- [Written problem]: Edit everything from the start of the material down through the line containing "Give the mask", changing "even-odd" to "nonzero" and keeping all else the same. Leave the pictures out of your answer.
---- Extracted records
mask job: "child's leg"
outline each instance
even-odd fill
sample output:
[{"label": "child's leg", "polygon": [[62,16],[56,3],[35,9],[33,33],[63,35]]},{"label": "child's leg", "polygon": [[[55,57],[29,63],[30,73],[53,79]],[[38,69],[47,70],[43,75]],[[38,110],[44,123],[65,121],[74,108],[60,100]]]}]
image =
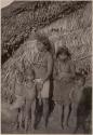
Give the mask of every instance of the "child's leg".
[{"label": "child's leg", "polygon": [[26,108],[25,108],[25,131],[28,130],[28,122],[29,122],[29,111],[31,109],[31,103],[29,99],[26,99]]},{"label": "child's leg", "polygon": [[63,122],[64,129],[68,126],[68,116],[69,116],[69,103],[65,103],[64,104],[64,122]]},{"label": "child's leg", "polygon": [[19,110],[19,113],[18,113],[19,129],[23,127],[23,117],[24,117],[24,109],[22,107],[21,110]]},{"label": "child's leg", "polygon": [[75,127],[74,133],[76,133],[79,127],[79,121],[77,121],[77,109],[78,109],[78,105],[72,103],[70,117],[71,117],[72,125]]},{"label": "child's leg", "polygon": [[36,111],[36,99],[31,104],[31,129],[35,129],[35,111]]},{"label": "child's leg", "polygon": [[46,127],[46,122],[48,122],[48,114],[49,114],[49,99],[48,98],[42,98],[43,103],[43,125]]}]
--------
- [The solution]:
mask job: "child's leg"
outline each instance
nonzero fill
sample output:
[{"label": "child's leg", "polygon": [[62,16],[56,3],[35,9],[33,33],[63,35]]},{"label": "child's leg", "polygon": [[[55,57],[29,63],[30,73],[53,79]],[[38,69],[47,70],[43,75]],[[38,110],[44,123],[65,121],[74,108],[60,100]]]}]
image =
Give the mask of every instance of the "child's leg".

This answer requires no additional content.